TEXT PASSAGE -
▬▬▬

Evangelion has long been taken as a deeply personal expression of Hideaki Anno's personal struggles and his long battle with depression. From the start, Evangelion invokes many psychological themes. Phrases used in episodes, their titles, and the names of the background music frequently derive from Sigmund Freud's works, in addition to perhaps some Lacanian influences in general. Examples include "Thanatos", "Oral stage", "Separation Anxiety", and "Mother Is the First Other" (the basis of the Oedipus complex is that the mother is the first object of the child's love). The scenery and buildings in Tokyo-3 often seem laden with psychological import, even in the first episode.

▬▬▬

REQUIREMENT A -
Among the rows, transcribe the lines from the one containing "Challenge: I say there's no woman's floral" through the one containing "75 65 147 165", including both.

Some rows
▬▬▬

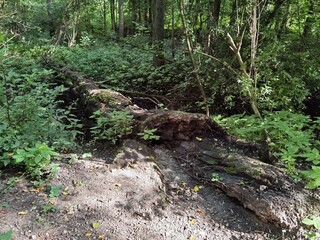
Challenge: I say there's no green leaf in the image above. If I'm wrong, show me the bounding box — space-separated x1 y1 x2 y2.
302 216 320 230
0 230 13 240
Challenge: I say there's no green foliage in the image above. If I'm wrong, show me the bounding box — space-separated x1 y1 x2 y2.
214 111 320 183
52 43 190 94
138 128 160 140
0 52 81 171
41 203 59 214
0 230 13 240
90 110 133 144
49 185 61 198
12 143 59 179
302 216 320 240
302 166 320 189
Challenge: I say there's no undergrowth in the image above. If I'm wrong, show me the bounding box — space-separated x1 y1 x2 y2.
0 47 81 178
214 111 320 189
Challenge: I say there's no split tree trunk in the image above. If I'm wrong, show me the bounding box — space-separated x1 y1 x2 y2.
44 63 320 231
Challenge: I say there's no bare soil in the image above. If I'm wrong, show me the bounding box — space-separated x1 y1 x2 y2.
0 140 303 240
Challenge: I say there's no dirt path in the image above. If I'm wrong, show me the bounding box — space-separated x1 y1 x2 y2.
0 140 299 240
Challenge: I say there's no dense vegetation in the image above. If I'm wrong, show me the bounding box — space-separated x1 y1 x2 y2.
0 0 320 212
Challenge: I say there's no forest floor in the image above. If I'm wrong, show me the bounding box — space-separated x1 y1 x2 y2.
0 140 303 240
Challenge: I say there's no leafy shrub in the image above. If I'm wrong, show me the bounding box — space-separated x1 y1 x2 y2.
91 110 133 144
52 43 190 94
0 52 81 172
12 143 59 179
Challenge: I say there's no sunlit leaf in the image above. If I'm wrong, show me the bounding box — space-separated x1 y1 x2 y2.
92 222 101 229
188 218 196 225
188 235 196 240
18 211 28 215
192 186 203 192
0 230 13 240
196 137 202 142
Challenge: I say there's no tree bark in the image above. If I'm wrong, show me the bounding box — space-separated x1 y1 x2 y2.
152 0 165 67
47 0 55 38
211 0 221 28
174 139 320 230
110 0 116 31
303 0 315 37
103 0 107 35
118 0 124 39
180 0 210 116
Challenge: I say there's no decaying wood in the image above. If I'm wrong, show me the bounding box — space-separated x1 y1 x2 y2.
178 139 320 230
45 62 218 137
45 62 320 232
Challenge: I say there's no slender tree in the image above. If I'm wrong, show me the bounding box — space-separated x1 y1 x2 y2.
179 0 210 116
152 0 165 67
110 0 116 31
118 0 124 39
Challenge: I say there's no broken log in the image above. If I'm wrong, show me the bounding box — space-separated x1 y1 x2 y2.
45 62 320 230
175 139 320 230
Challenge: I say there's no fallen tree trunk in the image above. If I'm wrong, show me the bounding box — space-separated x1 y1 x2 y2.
45 62 320 232
45 62 224 141
176 139 320 230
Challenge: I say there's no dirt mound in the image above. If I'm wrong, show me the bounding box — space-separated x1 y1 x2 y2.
0 140 284 240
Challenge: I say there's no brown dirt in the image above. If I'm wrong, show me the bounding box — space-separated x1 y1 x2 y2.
0 140 299 240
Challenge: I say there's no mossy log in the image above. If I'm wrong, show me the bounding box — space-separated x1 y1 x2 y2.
177 139 320 230
46 63 320 229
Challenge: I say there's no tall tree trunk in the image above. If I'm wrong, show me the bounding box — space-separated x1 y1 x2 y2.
152 0 165 67
0 0 5 12
110 0 116 31
130 0 138 34
179 0 210 116
103 0 107 34
263 0 286 25
171 0 175 58
211 0 221 28
118 0 124 39
47 0 55 38
303 0 315 37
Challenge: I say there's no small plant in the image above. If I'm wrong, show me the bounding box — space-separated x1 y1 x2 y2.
0 230 13 240
211 173 221 182
138 128 160 140
302 216 320 240
49 185 61 198
302 166 320 189
12 143 59 179
41 203 58 214
214 111 320 186
90 110 133 144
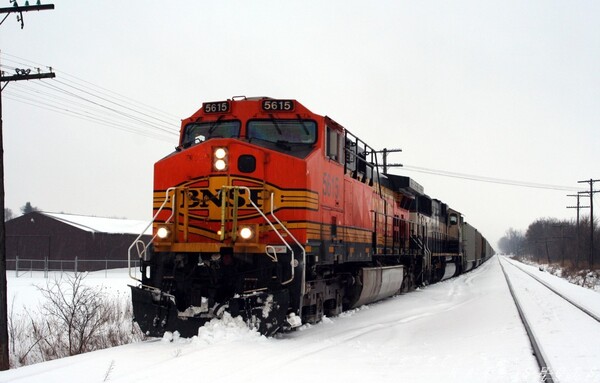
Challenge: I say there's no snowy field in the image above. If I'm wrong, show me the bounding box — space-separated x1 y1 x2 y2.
0 257 600 383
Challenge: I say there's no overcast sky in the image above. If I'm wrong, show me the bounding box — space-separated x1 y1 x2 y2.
0 0 600 245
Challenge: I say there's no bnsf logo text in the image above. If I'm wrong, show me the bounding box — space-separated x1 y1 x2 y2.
181 189 263 209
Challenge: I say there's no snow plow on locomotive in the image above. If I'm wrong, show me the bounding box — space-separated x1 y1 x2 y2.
130 97 493 337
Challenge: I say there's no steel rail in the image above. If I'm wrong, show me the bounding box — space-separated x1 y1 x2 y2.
508 261 600 323
498 257 554 383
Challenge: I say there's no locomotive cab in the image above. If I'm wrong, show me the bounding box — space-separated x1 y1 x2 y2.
130 97 485 337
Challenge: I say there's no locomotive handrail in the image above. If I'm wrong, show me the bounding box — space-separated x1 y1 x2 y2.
221 186 296 290
127 187 176 283
271 193 306 295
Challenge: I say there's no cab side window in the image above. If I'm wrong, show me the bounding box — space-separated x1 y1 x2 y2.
326 126 342 162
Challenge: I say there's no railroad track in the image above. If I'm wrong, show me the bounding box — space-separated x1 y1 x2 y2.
498 257 600 382
508 261 600 323
498 257 555 383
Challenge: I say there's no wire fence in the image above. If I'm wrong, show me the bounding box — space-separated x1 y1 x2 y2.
6 257 139 278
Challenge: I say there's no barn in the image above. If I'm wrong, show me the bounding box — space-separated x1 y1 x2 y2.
6 211 152 271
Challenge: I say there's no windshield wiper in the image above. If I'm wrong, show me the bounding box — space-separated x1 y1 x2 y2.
296 114 310 136
275 140 292 152
269 114 283 136
208 114 224 134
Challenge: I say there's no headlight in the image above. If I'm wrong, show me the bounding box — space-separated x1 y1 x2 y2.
156 226 171 239
215 160 227 171
240 227 254 239
215 148 227 160
213 148 229 172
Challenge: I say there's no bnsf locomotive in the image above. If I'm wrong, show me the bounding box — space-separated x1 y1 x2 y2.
130 97 493 337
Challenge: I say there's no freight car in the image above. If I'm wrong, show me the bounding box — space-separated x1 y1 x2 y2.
130 97 493 337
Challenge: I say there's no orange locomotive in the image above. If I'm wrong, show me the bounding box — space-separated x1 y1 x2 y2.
130 97 490 336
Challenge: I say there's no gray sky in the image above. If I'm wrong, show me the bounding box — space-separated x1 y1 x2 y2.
0 0 600 245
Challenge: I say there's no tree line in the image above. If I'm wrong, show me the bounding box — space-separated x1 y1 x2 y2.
498 217 600 269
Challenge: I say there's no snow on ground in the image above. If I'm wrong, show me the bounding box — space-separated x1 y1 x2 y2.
0 257 600 383
505 263 600 382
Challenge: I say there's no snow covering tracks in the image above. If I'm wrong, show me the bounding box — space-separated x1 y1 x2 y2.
499 257 600 383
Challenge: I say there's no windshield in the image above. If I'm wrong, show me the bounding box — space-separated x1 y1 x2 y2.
247 119 317 145
181 120 240 148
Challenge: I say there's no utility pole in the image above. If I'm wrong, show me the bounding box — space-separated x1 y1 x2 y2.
577 178 600 269
567 193 589 268
0 0 55 371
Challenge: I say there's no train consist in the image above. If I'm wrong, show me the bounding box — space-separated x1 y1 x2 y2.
130 97 494 337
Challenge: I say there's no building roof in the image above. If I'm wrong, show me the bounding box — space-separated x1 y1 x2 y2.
38 211 152 235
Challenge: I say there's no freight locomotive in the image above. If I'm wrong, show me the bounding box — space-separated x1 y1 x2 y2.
130 97 493 337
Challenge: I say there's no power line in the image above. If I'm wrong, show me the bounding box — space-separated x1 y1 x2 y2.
2 54 179 141
403 165 581 192
2 52 180 120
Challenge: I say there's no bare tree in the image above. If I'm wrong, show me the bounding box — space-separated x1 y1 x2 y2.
38 273 110 355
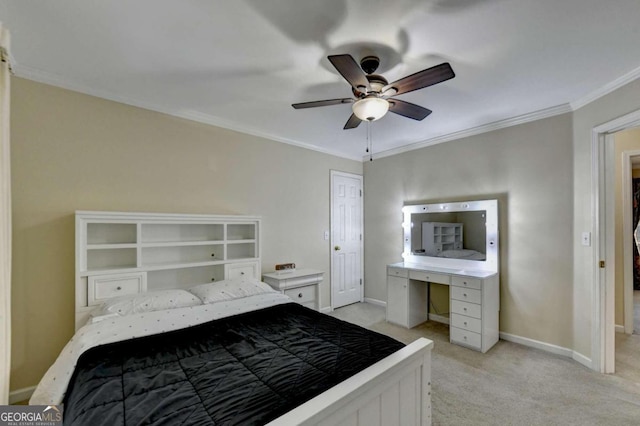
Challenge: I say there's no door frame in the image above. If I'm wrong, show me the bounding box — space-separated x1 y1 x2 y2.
329 170 365 311
621 149 640 334
591 110 640 373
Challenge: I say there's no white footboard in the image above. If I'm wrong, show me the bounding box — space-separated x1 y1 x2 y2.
269 338 433 426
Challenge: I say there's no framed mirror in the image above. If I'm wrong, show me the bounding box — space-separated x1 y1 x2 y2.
402 200 499 272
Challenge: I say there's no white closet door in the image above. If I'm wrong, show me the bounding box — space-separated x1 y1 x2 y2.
331 172 363 308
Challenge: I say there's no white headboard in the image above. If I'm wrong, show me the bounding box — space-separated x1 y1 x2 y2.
75 211 261 330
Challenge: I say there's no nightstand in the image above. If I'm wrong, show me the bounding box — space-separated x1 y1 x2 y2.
262 269 324 311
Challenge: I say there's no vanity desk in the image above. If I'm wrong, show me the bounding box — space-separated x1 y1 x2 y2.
387 200 500 353
387 262 500 353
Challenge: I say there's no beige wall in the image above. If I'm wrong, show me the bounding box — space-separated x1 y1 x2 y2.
11 78 362 390
364 114 573 348
573 80 640 359
613 129 640 326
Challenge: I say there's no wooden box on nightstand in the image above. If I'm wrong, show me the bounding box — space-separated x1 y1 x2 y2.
262 269 324 311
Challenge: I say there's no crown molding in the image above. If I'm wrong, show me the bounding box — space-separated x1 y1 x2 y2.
372 104 573 161
571 63 640 111
14 64 640 162
15 66 361 161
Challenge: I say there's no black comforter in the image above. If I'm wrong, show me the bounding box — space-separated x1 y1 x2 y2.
64 303 404 426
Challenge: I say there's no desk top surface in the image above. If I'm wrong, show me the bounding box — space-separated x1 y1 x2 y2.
387 262 497 278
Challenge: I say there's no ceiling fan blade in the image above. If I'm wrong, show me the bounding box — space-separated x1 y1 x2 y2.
291 98 354 109
327 55 371 92
388 99 432 121
381 62 456 96
343 114 362 130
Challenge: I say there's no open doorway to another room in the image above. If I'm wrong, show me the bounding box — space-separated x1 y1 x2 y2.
631 162 640 334
614 128 640 334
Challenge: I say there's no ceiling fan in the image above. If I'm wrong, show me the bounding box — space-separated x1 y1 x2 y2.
291 55 455 130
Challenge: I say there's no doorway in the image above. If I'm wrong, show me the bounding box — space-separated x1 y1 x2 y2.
331 170 364 309
591 110 640 373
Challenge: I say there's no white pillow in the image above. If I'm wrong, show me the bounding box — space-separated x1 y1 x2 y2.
189 278 275 304
91 290 202 318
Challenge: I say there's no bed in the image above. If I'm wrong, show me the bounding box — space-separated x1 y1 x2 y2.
30 278 433 426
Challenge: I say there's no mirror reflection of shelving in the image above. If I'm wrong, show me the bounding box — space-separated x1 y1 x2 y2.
422 222 463 256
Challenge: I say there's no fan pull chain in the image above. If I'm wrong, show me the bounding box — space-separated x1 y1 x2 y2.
366 120 373 161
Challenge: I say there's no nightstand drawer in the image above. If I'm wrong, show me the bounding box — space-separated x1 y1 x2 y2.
449 327 482 349
409 271 451 284
284 285 316 304
449 286 482 304
451 300 482 319
387 268 409 278
451 276 482 290
451 314 482 333
87 272 147 305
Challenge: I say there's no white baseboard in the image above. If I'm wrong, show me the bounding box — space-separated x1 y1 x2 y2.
429 314 449 325
500 332 574 358
573 351 594 370
364 297 387 308
9 386 36 404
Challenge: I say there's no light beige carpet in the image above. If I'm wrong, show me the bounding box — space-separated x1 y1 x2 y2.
331 303 640 425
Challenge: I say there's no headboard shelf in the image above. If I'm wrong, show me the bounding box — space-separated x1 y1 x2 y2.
76 211 260 329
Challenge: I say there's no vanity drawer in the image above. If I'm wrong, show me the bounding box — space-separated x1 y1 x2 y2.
451 314 482 333
409 271 451 284
451 300 482 319
87 272 147 305
449 287 482 304
284 285 316 305
450 327 482 350
387 268 409 278
451 275 482 290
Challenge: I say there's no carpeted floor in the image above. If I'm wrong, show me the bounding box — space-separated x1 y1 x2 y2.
330 303 640 426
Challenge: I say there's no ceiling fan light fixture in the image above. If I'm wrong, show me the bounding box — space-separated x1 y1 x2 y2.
352 96 389 121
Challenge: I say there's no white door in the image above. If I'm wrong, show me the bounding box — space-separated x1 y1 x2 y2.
331 171 363 309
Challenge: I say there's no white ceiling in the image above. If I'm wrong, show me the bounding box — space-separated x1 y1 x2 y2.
0 0 640 159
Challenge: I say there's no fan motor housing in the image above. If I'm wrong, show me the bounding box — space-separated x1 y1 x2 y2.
360 55 380 74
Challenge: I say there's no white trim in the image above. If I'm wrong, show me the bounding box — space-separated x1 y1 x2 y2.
571 63 640 111
329 170 365 310
591 106 640 373
14 64 640 165
364 297 387 308
9 386 36 404
616 149 640 334
573 351 593 368
362 104 572 161
16 65 361 161
500 331 574 358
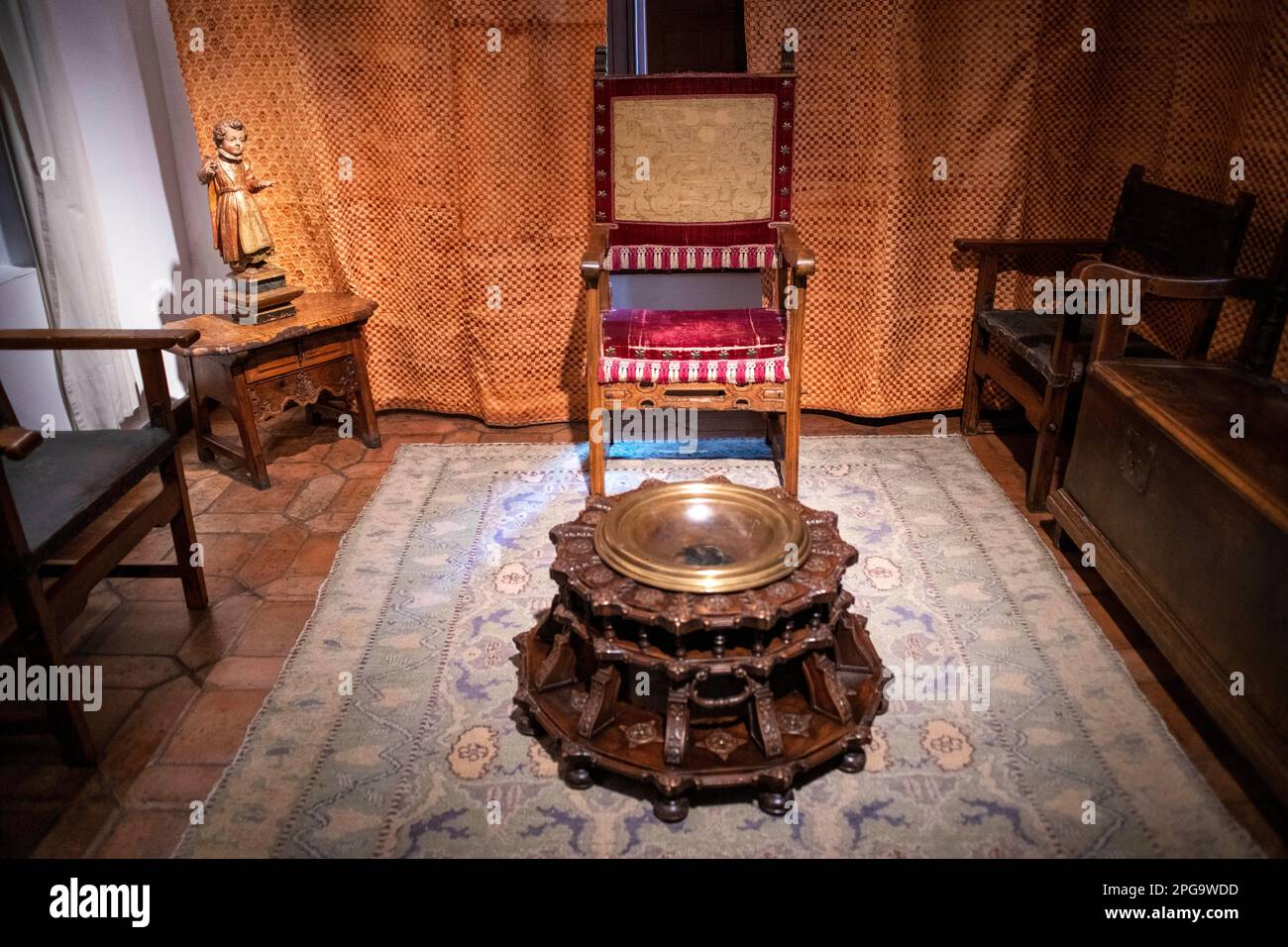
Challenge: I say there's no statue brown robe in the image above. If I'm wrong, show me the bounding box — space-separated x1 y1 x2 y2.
209 158 273 265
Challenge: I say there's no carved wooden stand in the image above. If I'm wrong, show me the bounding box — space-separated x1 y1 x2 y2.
514 478 885 822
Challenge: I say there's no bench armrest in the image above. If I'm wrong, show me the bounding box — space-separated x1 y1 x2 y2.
773 224 815 275
0 425 42 460
0 329 201 352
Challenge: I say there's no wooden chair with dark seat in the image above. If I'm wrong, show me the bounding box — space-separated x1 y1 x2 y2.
954 164 1256 511
581 48 814 493
1047 220 1288 802
0 329 209 764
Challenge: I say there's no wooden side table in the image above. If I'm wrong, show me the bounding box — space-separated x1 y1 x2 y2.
167 292 380 489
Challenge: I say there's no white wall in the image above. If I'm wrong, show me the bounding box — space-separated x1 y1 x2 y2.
0 266 72 430
51 0 219 394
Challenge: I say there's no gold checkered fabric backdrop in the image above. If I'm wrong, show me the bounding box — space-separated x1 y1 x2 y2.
170 0 1288 424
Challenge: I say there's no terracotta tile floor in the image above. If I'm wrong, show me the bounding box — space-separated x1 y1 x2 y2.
0 411 1285 857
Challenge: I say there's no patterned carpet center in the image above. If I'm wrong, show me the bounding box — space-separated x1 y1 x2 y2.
179 437 1257 858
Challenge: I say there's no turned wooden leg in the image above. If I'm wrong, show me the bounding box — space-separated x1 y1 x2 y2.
563 751 595 789
510 707 537 737
756 789 793 817
841 740 868 773
653 795 690 822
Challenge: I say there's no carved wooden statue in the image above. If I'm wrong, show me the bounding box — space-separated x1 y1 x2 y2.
197 119 273 273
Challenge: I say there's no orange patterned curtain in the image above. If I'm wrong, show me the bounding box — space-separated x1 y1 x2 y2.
170 0 1288 424
746 0 1288 416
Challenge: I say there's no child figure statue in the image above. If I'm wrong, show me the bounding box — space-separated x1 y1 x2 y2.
197 119 273 274
197 119 304 325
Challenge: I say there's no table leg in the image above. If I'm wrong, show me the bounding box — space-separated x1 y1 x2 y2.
348 345 380 447
228 371 271 489
183 356 215 464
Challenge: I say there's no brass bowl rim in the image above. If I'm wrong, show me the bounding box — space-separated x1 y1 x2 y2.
593 480 810 594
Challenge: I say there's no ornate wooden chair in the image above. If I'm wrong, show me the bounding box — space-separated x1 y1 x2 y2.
581 48 814 493
0 329 207 764
954 164 1256 511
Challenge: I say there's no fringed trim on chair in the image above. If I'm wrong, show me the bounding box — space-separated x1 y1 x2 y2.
599 359 787 385
605 244 778 269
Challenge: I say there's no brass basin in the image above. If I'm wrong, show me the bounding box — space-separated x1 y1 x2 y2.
595 480 808 592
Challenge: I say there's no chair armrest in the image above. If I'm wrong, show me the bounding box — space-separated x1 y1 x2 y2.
581 224 608 288
0 425 42 460
1070 261 1263 299
953 237 1105 254
773 224 815 275
0 329 201 352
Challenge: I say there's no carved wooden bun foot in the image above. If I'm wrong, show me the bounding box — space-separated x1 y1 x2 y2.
514 478 885 822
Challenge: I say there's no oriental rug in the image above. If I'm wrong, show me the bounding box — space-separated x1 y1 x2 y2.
177 437 1257 858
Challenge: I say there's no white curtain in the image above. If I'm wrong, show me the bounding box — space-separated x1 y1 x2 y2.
0 0 139 429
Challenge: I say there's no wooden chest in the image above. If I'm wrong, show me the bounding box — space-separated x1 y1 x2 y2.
1048 360 1288 800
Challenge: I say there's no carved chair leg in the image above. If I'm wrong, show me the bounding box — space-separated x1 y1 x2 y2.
4 575 95 767
1024 385 1069 513
962 320 987 434
783 378 802 496
587 378 609 496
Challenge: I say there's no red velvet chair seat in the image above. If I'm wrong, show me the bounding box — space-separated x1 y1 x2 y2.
599 309 787 384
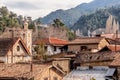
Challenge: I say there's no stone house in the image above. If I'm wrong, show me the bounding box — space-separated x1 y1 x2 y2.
74 51 120 68
63 66 118 80
0 21 32 52
0 63 65 80
33 37 68 55
68 37 120 53
0 38 31 63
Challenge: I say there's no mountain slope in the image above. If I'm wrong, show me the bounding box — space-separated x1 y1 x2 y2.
72 6 120 35
41 0 120 27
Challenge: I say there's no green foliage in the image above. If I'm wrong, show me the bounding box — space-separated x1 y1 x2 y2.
73 6 120 35
0 7 22 31
28 22 35 29
35 42 47 60
90 77 96 80
53 19 65 27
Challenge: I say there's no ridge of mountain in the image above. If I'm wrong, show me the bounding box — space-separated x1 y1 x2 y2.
38 0 120 27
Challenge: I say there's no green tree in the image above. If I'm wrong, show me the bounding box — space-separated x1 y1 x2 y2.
35 42 46 60
0 6 9 16
67 30 76 41
53 19 65 27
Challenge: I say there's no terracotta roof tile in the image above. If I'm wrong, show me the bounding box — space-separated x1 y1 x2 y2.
69 37 103 44
33 38 68 45
0 63 50 78
75 52 120 63
107 45 120 51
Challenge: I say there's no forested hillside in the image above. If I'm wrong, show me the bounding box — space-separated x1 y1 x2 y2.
41 0 120 27
0 6 34 32
72 6 120 35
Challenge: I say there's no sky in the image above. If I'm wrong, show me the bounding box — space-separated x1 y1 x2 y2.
0 0 92 19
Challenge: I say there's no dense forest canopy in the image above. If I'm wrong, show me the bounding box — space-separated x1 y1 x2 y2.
72 6 120 35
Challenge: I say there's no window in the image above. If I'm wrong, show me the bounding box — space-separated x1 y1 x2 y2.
17 46 20 51
81 46 87 51
53 77 58 80
44 77 48 80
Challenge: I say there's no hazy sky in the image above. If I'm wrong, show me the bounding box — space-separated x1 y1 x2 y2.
0 0 92 19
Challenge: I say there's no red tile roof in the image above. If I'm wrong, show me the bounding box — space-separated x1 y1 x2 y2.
33 38 68 45
107 45 120 51
0 63 51 78
0 37 31 56
69 37 103 44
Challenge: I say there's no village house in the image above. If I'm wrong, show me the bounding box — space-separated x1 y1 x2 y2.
0 63 66 80
33 37 68 55
68 37 120 53
0 21 32 53
63 66 118 80
68 37 108 53
74 51 120 68
0 38 32 63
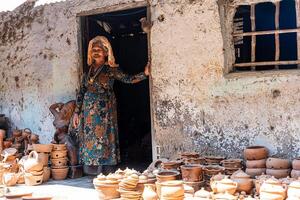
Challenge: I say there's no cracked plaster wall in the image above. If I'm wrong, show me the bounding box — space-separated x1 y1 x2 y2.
0 0 300 157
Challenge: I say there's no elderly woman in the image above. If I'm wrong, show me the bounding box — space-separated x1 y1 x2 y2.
73 36 150 174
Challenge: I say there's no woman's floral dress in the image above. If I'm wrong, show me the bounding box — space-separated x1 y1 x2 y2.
75 65 147 165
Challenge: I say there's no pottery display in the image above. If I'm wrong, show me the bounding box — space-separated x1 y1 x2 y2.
246 159 267 168
266 158 291 169
266 169 291 178
244 146 268 160
180 164 203 182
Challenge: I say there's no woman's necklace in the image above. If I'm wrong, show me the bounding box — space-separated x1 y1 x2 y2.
88 65 104 84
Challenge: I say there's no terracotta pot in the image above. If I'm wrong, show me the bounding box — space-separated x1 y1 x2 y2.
291 169 300 179
266 158 291 169
292 158 300 170
156 170 180 182
266 169 291 178
52 144 67 151
246 168 266 178
162 161 182 170
43 167 51 182
51 150 68 158
51 167 69 180
51 158 68 167
38 153 49 166
244 146 268 160
210 178 238 194
246 159 267 168
32 144 53 153
180 164 203 182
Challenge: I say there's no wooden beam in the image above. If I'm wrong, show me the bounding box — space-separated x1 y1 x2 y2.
233 60 300 67
233 28 300 37
250 4 256 71
275 1 280 69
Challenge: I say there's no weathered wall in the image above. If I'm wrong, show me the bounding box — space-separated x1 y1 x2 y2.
0 0 300 157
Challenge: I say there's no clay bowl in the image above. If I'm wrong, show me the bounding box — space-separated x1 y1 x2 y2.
244 146 268 160
32 144 53 153
266 169 291 178
180 164 203 182
266 158 291 169
292 158 300 170
246 159 267 168
291 169 300 179
51 167 69 180
156 170 180 183
53 144 67 151
246 168 266 178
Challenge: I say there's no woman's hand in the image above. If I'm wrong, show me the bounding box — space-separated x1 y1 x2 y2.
144 62 151 76
73 113 79 128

▬▬▬

REQUIREMENT B -
Using the passage on Evangelion, answer the following:
(i) From whose works do the episode phrases, titles, and background music names frequently derive?
(ii) According to the basis of the Oedipus complex, who is the first object of the child's love?
(iii) In which city do the scenery and buildings often seem laden with psychological import?

EXERCISE SOLUTION A -
Challenge: I say there's no woman's floral dress in the image above. If I'm wrong, show me the bounding box — space-separated x1 y1 x2 y2.
75 65 147 165

EXERCISE SOLUTION B -
(i) Sigmund Freud's
(ii) The mother
(iii) Tokyo-3